» WHAT IS ASKED
Continue the passage below on the ancient Greeks and their religion, starting after its last sentence.

» PASSAGE
August 22: Matinée: Tom Patterson Theatre, The Bacchae, by Euripides, translated by Kenneth Cavender. Splendidly and grippingly directed by David William. Finely cast and spoken. Fine to look at, truly archaic in feeling, masks effective. Erotic note struck when the Chorus – women – doffed their heavy robes and appeared in body-stockings, stained and decorated in archaic designs. Intense, stirring and alarming. Appearance of Penthens’ remains – a tray of bloody remnants – electrifying. (How audience tolerance alters: Martin-Harvey was slated for giving the blinded Oedipus bloody eyes and Prof. Gordon assured me that Oedipus wearing a black blindfold was all an audience could endure.) Lasted an hour and a half, and more of such intensity would have been too much. Mind you, I think The Bacchae is a fine play, and speaks strongly to our dreadful, bloody, repressive age.

The Festival program tells you that I am going to speak on The Noble Greeks, and I suppose that at some time long past I must have agreed to that title. But I am sure you know that any single lecture that tries to come to terms with so great a civilization as that of Greece at its best must do it with a hop, skip, and jump. But I want to do more than simply talk about the play we are going to see this afternoon – though I shall certainly do that. I want to attempt to give you some notion of the atmosphere in which that play first appeared, and to do a little to suggest the kind of people who saw it. How did they look at life? We can only form an opinion about that if we know something about their religion, which affected every aspect of their lives, just as ours does. For, although formal religion seems to be in decline in our world, the structure of our legal system, and the whole complex of social security and of the government which supports and regulates social security, is rooted in our Judaeo-Christian outlook on the world. The Greek religion was very different from ours, and unless we take it into account much of what we discover of their culture must seem strange to us. Therefore I shall talk for a while about Greek religion.

The world in which the Greeks lived – I speak chiefly about the Athenians, who were the intellectual leaders of Greek civilization – was governed by a system of democracy from which we rather presumptuously suppose our own democratic system is derived. But the Greeks would have found the trust we place in elected persons utterly naive; they assumed, not quite that all men are crooks, but that all men are the better for watching. They knew how quickly power corrupts. Therefore, they invited the gods to have a say in all important elections. How did they do that? After the votes had been cast by throwing balls of different colours into a vase, the presiding priest threw in a handful of balls chosen at random, so that the gods – or blind chance – might be represented. It was also a way of preventing a packed election. The Greeks were very subtle, and hard-headed in ways that we are not.

» MATERIAL
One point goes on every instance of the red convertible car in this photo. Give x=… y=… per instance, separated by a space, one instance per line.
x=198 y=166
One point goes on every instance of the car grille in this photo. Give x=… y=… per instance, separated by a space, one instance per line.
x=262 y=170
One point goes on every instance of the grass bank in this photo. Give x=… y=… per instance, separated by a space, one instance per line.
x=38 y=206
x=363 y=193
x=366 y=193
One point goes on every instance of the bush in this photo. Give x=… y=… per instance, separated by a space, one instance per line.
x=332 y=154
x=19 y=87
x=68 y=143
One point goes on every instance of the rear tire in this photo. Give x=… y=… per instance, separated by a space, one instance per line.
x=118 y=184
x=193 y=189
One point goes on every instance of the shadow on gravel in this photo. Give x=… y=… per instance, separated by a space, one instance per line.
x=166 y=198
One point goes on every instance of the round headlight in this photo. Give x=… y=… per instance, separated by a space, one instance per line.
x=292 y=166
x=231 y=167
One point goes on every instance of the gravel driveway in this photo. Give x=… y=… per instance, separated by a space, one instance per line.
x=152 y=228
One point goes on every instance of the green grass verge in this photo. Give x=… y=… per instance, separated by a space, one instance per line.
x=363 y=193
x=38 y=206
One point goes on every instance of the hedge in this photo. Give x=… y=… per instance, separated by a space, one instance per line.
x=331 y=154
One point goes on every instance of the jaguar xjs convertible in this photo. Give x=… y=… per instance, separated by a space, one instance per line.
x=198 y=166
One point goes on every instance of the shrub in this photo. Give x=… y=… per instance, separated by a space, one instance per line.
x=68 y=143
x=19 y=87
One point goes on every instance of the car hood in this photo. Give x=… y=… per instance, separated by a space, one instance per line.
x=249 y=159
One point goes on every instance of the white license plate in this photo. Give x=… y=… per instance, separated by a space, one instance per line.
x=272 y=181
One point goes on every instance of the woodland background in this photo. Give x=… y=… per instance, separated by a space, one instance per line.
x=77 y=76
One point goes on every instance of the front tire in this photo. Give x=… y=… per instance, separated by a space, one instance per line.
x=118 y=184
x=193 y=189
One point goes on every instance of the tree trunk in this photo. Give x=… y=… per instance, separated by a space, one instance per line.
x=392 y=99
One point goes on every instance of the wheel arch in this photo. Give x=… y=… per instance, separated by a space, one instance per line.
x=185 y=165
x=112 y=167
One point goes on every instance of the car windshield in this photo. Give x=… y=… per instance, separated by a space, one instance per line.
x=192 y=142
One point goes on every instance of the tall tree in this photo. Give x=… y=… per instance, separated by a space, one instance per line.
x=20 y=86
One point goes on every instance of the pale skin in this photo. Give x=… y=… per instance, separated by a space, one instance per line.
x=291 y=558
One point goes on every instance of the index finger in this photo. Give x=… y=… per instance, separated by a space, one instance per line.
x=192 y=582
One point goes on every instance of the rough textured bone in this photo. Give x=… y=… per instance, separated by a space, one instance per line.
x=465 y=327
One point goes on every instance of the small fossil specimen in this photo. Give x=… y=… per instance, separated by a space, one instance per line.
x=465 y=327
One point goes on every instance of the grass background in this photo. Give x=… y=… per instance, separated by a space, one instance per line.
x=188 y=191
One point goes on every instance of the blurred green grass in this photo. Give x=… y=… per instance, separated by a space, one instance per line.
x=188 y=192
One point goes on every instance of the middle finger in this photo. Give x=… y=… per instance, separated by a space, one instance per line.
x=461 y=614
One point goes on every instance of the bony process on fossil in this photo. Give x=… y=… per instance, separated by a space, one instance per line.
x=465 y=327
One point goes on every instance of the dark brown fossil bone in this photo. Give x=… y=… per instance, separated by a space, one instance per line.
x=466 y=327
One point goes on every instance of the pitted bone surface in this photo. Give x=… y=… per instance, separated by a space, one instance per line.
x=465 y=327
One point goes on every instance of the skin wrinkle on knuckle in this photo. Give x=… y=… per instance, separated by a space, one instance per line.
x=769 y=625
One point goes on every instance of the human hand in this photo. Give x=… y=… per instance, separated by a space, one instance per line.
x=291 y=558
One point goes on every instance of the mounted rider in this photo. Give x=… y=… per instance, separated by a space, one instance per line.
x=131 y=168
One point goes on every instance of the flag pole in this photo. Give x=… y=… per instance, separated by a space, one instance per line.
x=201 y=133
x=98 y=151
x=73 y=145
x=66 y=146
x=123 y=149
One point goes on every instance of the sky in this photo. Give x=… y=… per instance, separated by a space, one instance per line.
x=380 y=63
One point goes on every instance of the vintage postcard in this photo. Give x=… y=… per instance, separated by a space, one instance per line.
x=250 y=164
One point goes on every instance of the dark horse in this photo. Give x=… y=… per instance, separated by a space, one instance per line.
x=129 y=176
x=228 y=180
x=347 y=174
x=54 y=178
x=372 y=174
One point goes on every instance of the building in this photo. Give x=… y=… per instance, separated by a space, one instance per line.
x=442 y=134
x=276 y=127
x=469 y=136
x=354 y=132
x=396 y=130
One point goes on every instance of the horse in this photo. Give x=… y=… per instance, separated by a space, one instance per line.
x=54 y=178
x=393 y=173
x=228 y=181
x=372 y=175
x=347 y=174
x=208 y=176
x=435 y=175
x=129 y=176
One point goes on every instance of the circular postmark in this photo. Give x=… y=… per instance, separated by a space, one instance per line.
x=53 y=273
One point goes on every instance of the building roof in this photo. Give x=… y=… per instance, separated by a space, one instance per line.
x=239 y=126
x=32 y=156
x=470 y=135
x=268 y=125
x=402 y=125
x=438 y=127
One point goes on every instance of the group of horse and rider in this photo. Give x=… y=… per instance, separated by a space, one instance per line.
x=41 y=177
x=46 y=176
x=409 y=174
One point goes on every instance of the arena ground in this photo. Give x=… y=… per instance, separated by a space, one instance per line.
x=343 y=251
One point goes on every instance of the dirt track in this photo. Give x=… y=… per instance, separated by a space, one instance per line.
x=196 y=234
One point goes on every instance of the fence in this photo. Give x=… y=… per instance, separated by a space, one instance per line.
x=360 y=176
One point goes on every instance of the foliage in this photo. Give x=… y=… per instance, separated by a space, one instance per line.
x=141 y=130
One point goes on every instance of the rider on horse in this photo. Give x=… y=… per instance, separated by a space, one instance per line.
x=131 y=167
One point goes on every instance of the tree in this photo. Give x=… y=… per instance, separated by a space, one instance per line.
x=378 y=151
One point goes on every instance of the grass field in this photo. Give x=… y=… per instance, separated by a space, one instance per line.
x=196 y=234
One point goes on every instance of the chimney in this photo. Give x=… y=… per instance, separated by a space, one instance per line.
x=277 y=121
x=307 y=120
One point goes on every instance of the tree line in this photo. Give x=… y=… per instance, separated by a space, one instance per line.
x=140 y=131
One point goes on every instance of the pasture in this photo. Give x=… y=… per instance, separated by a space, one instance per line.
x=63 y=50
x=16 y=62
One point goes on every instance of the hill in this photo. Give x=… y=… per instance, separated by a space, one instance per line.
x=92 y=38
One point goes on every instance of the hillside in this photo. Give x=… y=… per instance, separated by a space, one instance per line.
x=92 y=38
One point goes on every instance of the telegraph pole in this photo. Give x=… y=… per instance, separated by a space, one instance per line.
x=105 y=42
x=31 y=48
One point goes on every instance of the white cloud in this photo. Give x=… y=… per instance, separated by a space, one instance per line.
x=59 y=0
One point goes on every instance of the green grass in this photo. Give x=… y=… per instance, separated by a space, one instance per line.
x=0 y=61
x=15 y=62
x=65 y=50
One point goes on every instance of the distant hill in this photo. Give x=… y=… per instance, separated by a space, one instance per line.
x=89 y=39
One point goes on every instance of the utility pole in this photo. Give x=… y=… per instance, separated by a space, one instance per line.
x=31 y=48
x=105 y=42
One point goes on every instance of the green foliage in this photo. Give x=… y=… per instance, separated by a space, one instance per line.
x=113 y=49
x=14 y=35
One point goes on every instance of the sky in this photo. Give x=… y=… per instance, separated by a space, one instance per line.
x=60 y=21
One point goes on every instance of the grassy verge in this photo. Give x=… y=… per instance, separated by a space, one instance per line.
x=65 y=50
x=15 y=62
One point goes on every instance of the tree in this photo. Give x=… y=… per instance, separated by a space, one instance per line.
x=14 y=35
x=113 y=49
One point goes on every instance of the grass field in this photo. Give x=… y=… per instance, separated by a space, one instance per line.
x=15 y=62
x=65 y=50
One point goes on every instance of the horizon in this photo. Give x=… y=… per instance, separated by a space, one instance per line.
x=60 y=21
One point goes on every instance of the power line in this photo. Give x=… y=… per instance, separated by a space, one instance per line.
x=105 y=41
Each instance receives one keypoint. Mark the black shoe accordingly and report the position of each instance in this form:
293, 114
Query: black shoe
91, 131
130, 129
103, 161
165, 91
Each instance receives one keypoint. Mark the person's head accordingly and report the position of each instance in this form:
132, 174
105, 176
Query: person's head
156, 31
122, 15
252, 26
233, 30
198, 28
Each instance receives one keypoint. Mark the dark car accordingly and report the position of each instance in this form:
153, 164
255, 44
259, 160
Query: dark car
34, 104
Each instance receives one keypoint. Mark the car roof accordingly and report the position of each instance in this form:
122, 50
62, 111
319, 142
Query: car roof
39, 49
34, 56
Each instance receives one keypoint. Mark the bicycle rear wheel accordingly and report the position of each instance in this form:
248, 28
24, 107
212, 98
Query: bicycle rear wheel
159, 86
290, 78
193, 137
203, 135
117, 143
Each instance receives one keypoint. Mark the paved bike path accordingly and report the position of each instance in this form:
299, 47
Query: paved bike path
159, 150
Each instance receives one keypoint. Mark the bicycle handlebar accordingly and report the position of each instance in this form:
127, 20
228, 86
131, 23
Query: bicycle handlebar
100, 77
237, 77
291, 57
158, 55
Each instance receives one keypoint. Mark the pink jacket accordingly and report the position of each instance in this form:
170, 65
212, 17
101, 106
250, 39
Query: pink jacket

» OUTPUT OF THE EXERCISE
Why do we refer to them, so often, as the Noble Greeks? It is because they have for so long been presented to us as a greatly superior people, of whose splendid vision of life we are the unworthy inheritors. This notion comes from the extraordinary enthusiasm for Greek culture during the nineteenth century, which has somewhat skewed our vision of it. Noble the Greeks undoubtedly were at their best, but their common humanity was in many ways much like ours. In our day nobility is not popular. Can you imagine what would happen to a politician who declared that he intended to behave nobly? He would be laughed at and he would be hated. We mistrust anything that too strongly challenges our ideal of mediocrity. But we can admire nobility when it is safely in the past, in literature and in art. But Greek democracy had a place for nobility. It did not insist, as ours does, on a rather squalid levelling, which is really superficial, and repressive. Why do the Greeks appear to be noble in comparison with ourselves? It was because of the mythic understructure of their lives, which gave them a coherent, common intellectual background of a kind we lack, and it encouraged a sense of the possibility of nobility in life.

We are like the Greeks, but not in obvious ways, and before I have finished I hope I shall have persuaded you that the horrors and psychological extravagances of the play we are going to see this afternoon do not belong to a savage past, but are plainly to be seen in our savage present. Though I shall spend quite a lot of our time talking about Greek government and Greek religion, I assure you that it all has a bearing on The Bacchae. The power of Greek drama lies in the fact that, although its form and its theatre were so much unlike what we know, the themes it put on its stage were, and are still, deeply rooted in the human spirit. Under the skin, we are very like the Greeks.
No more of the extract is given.